>>>

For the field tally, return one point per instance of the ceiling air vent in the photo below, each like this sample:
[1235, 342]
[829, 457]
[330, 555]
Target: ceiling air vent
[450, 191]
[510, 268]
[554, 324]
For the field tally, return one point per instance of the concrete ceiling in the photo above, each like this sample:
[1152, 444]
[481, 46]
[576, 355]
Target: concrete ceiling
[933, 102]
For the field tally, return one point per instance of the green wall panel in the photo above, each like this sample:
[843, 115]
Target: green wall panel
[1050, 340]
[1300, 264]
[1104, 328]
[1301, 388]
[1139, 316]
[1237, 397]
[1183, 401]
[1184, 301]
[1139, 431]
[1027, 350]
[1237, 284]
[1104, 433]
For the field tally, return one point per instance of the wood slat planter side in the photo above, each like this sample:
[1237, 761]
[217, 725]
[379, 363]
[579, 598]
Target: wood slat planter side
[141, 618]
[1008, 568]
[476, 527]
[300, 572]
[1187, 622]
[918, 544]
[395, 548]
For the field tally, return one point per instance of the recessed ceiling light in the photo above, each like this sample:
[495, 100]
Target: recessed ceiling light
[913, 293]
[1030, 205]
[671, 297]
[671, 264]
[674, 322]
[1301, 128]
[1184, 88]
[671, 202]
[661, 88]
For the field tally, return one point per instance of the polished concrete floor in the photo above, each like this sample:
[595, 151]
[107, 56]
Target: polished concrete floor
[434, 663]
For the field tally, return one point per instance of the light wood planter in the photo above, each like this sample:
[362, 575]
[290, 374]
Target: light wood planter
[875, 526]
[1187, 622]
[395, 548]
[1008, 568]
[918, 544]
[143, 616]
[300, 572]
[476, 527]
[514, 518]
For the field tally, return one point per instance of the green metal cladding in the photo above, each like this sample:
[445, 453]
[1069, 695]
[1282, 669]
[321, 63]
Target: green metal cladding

<<<

> [WHAT TO WORK ON] Taking the line that contains "Target: polished concrete floor" as the first and the last line of the material as the final one, transcribe that span exactly and include nothing else.

> [PROBLEM SOLUTION]
Target: polished concrete floor
[434, 663]
For the field tally, return one point per instance of the light wood planter in the photo above, each like this sample:
[362, 575]
[290, 374]
Target: light wood planter
[875, 526]
[1187, 622]
[395, 548]
[1008, 568]
[918, 544]
[143, 616]
[300, 572]
[476, 527]
[514, 518]
For the field tally, return one point per instance of the green metal cladding in the photo above, each like this sample:
[445, 453]
[1069, 695]
[1282, 669]
[321, 63]
Target: green metal cladding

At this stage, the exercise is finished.